**Instructions for the task:** Would you write out the lines below exactly, from the one containing "Please locate every pediment" to the very last, but without the pictures?
*** Begin section ***
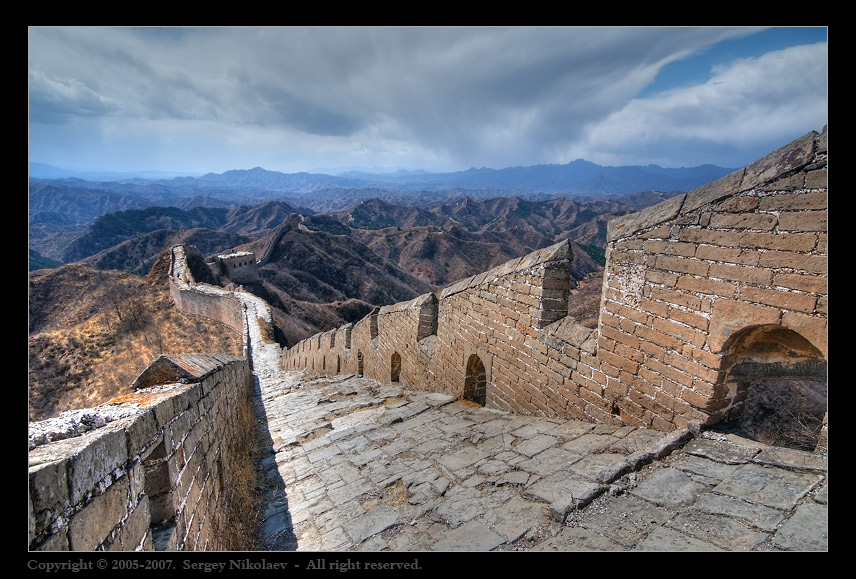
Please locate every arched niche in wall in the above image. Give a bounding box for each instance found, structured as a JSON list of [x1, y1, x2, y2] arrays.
[[464, 354, 487, 406], [718, 324, 827, 451]]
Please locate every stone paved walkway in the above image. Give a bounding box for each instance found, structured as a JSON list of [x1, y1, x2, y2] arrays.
[[237, 292, 827, 553], [250, 372, 827, 552]]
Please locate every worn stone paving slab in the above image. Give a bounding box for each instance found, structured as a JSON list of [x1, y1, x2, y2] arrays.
[[684, 438, 761, 464], [629, 467, 712, 508], [691, 493, 787, 532], [514, 434, 559, 457], [567, 452, 632, 484], [562, 433, 622, 454], [771, 502, 828, 551], [530, 526, 627, 552], [342, 504, 401, 544], [632, 526, 726, 552], [524, 472, 605, 521], [664, 511, 768, 551], [712, 463, 823, 511], [431, 521, 506, 551], [518, 446, 582, 476], [578, 495, 674, 548]]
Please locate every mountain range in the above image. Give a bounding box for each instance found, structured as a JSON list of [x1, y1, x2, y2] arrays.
[[29, 158, 733, 213], [29, 158, 712, 416], [29, 157, 731, 344]]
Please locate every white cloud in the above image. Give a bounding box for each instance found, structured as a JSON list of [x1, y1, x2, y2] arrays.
[[563, 42, 828, 167]]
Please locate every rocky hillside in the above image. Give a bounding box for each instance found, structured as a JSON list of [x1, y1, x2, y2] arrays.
[[28, 257, 243, 422]]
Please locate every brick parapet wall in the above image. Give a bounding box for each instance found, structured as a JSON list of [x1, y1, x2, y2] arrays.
[[281, 128, 827, 434], [28, 357, 256, 551]]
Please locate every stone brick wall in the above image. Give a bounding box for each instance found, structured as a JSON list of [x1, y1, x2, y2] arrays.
[[28, 356, 256, 551], [169, 245, 248, 354], [282, 127, 827, 435]]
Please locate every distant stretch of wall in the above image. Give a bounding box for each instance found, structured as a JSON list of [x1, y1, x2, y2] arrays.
[[169, 245, 247, 345], [283, 127, 828, 435]]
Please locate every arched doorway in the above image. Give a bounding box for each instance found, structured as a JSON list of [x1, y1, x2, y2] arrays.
[[464, 354, 487, 406], [390, 352, 401, 383], [719, 325, 827, 451]]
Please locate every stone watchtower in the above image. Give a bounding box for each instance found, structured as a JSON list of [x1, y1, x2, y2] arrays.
[[209, 251, 260, 285]]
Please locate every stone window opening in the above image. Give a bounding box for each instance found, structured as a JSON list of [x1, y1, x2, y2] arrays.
[[718, 325, 827, 452], [370, 312, 379, 340], [464, 354, 487, 406], [357, 351, 364, 376], [390, 352, 401, 383]]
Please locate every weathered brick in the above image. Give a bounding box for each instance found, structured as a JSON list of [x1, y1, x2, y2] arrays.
[[741, 286, 817, 313], [676, 276, 736, 299], [678, 227, 735, 247], [635, 324, 682, 352], [709, 263, 772, 286], [645, 269, 679, 287], [738, 232, 818, 252], [804, 168, 828, 190], [757, 173, 805, 192], [654, 255, 710, 276], [68, 478, 130, 551], [778, 211, 827, 232], [715, 195, 759, 212], [709, 212, 777, 231], [666, 307, 709, 332], [759, 251, 827, 274], [782, 312, 827, 358], [773, 272, 828, 294], [707, 299, 781, 352], [598, 349, 639, 375], [649, 286, 703, 311]]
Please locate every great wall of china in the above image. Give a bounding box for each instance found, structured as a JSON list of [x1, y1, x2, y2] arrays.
[[283, 128, 828, 436], [27, 127, 827, 552]]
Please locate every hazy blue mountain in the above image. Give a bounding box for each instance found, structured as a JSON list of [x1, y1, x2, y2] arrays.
[[31, 159, 735, 200]]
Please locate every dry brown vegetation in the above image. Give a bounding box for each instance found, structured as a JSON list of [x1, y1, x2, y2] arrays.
[[28, 256, 243, 422]]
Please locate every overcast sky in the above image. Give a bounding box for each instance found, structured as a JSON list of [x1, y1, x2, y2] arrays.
[[28, 26, 828, 176]]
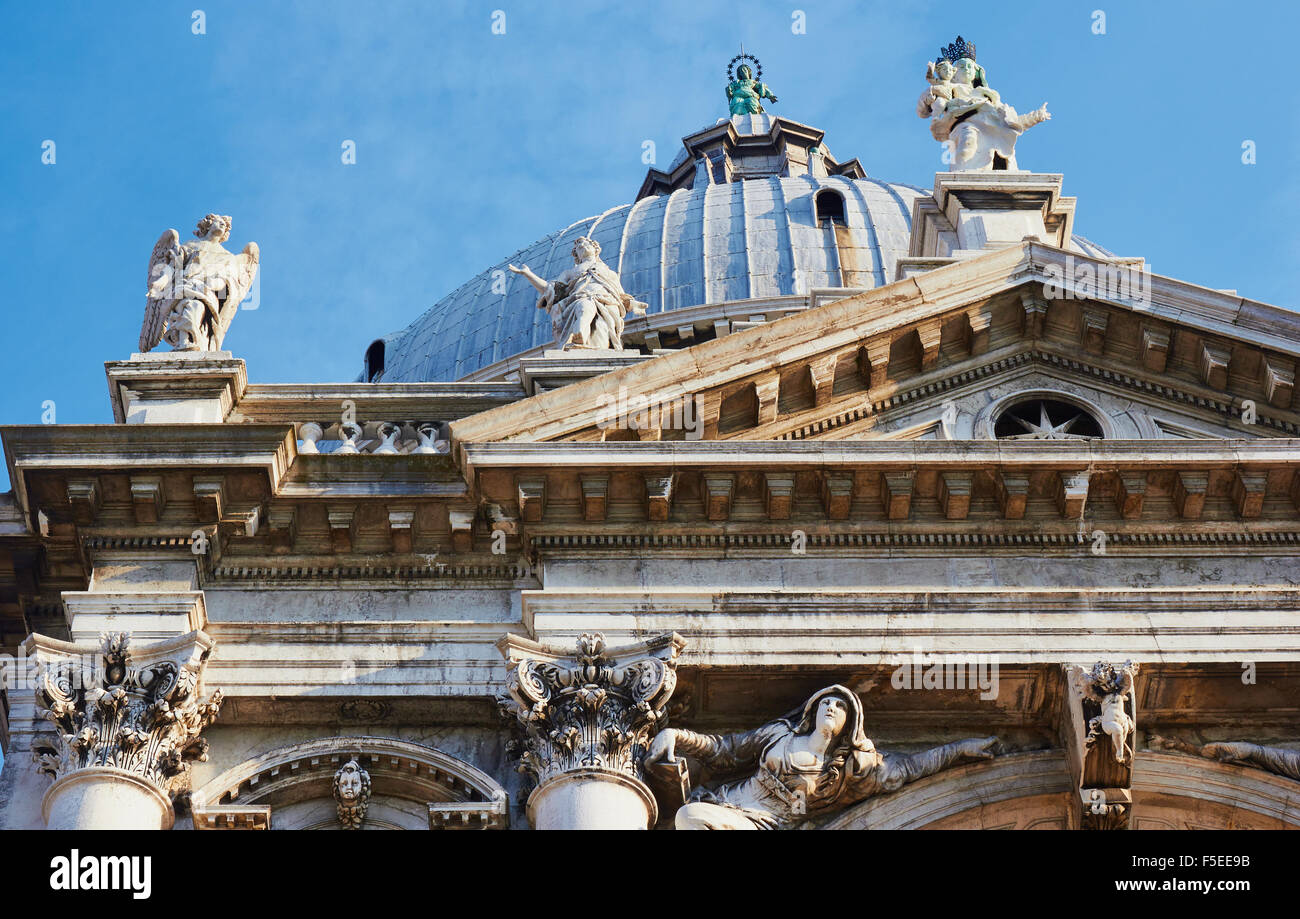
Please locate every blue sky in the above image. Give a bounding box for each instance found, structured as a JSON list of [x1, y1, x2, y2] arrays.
[[0, 0, 1296, 497]]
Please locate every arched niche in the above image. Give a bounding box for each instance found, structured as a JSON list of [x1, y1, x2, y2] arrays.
[[1129, 751, 1300, 829], [189, 736, 509, 830], [816, 749, 1300, 830], [816, 750, 1072, 830]]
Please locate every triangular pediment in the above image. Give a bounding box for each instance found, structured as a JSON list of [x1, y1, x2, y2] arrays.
[[450, 241, 1300, 449]]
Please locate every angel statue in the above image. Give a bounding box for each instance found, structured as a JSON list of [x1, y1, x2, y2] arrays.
[[139, 214, 260, 353], [645, 684, 1000, 829], [509, 236, 647, 351], [918, 36, 1050, 171]]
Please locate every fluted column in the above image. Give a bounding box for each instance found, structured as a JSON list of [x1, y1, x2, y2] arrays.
[[28, 630, 222, 830], [498, 631, 684, 830]]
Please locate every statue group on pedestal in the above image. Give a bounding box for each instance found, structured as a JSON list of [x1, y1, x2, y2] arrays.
[[916, 36, 1050, 171]]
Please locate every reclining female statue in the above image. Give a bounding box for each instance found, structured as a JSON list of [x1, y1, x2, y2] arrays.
[[645, 684, 999, 829]]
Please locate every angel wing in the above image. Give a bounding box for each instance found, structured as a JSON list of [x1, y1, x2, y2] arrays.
[[1069, 666, 1102, 704], [140, 228, 181, 352], [1116, 664, 1136, 698], [208, 241, 260, 348]]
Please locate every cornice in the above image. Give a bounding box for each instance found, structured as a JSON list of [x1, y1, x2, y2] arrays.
[[449, 241, 1298, 449], [229, 382, 524, 424], [463, 436, 1300, 470]]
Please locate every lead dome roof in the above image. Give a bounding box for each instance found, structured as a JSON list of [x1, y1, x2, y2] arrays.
[[373, 114, 1111, 383]]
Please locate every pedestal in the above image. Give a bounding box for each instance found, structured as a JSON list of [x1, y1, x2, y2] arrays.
[[104, 352, 246, 423], [899, 172, 1076, 279], [517, 350, 658, 396]]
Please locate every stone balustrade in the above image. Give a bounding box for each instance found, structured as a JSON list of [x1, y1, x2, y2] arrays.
[[295, 420, 450, 455]]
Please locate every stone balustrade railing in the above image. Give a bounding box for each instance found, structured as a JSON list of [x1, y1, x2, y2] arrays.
[[295, 421, 450, 455]]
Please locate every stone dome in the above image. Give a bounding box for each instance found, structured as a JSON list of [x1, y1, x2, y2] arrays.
[[369, 114, 1111, 383]]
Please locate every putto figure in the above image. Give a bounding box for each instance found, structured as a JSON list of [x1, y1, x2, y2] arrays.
[[332, 758, 372, 830], [917, 36, 1050, 171], [645, 685, 999, 829], [1073, 661, 1138, 763], [139, 214, 260, 353], [725, 53, 778, 115], [509, 237, 647, 351]]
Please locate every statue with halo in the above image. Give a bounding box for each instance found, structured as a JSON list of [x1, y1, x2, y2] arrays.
[[725, 51, 778, 115]]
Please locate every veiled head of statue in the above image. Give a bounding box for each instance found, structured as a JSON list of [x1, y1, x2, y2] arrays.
[[572, 236, 600, 262], [790, 685, 872, 756]]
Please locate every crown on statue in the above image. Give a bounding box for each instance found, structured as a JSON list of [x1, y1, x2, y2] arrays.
[[938, 35, 976, 63]]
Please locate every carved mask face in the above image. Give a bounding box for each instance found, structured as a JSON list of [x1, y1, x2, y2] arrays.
[[337, 767, 362, 801], [951, 58, 976, 85], [817, 695, 848, 737]]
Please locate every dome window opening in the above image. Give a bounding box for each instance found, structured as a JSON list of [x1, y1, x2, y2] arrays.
[[814, 189, 847, 226], [365, 340, 386, 383]]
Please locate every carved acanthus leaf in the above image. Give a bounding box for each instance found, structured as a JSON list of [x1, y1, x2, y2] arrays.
[[32, 631, 222, 801]]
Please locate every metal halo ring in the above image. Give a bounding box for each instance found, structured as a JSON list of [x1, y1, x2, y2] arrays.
[[726, 53, 762, 82]]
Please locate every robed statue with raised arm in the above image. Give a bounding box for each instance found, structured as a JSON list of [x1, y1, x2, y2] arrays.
[[645, 684, 1000, 829], [509, 236, 646, 351]]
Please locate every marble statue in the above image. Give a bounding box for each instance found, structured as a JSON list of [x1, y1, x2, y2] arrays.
[[645, 685, 999, 829], [918, 36, 1050, 171], [332, 758, 372, 829], [509, 237, 647, 351], [1072, 661, 1137, 763], [725, 55, 777, 115], [140, 214, 260, 353], [1149, 735, 1300, 782]]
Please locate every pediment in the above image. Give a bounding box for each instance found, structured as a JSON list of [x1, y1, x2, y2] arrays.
[[450, 242, 1300, 449], [798, 366, 1259, 443]]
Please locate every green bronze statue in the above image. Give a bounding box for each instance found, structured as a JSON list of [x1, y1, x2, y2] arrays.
[[726, 59, 777, 115]]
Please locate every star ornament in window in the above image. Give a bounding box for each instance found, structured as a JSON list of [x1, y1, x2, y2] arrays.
[[997, 400, 1099, 440]]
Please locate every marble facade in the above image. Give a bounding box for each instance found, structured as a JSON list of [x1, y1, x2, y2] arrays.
[[2, 59, 1299, 833]]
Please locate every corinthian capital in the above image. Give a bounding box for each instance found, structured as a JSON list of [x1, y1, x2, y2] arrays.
[[29, 629, 223, 803], [498, 631, 684, 788]]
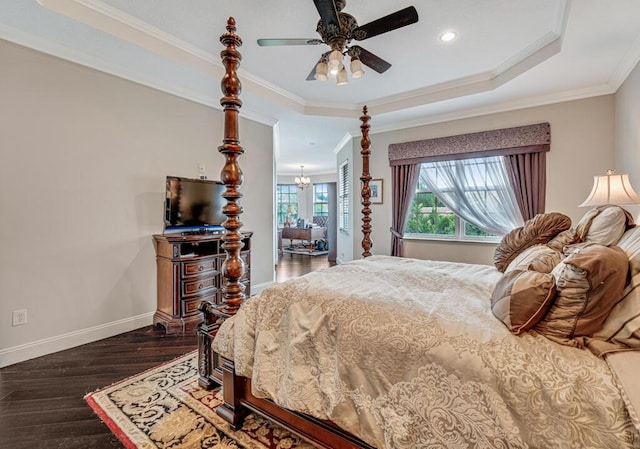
*** End section ***
**Exercise answer:**
Please locate every pediment in the above image. Give a bounding box for each instance found, structured as a JSON list of [x1, y1, x2, y2] arrays.
[[450, 242, 1300, 449], [798, 366, 1259, 443]]
Please locate every green bronze statue in the above image. Give a bounding box for each instance found, structured as a JSON list of [x1, y1, x2, y2] arrays.
[[726, 59, 777, 115]]
Please locate every star ornament in window in the above image. Give a bounding box for each instance found, structured as a JSON list of [x1, y1, x2, y2] arrays.
[[997, 400, 1099, 440]]
Please locate every marble facade in the above image. Give a bounding box for each instance found, structured as a JSON list of [x1, y1, x2, y2] arrays.
[[2, 59, 1299, 833]]
Please locate every corinthian capital in the above image. Give a bounding box for each instance found, structured as a JSON list of [x1, y1, x2, y2] arrays.
[[29, 629, 223, 803], [498, 631, 684, 788]]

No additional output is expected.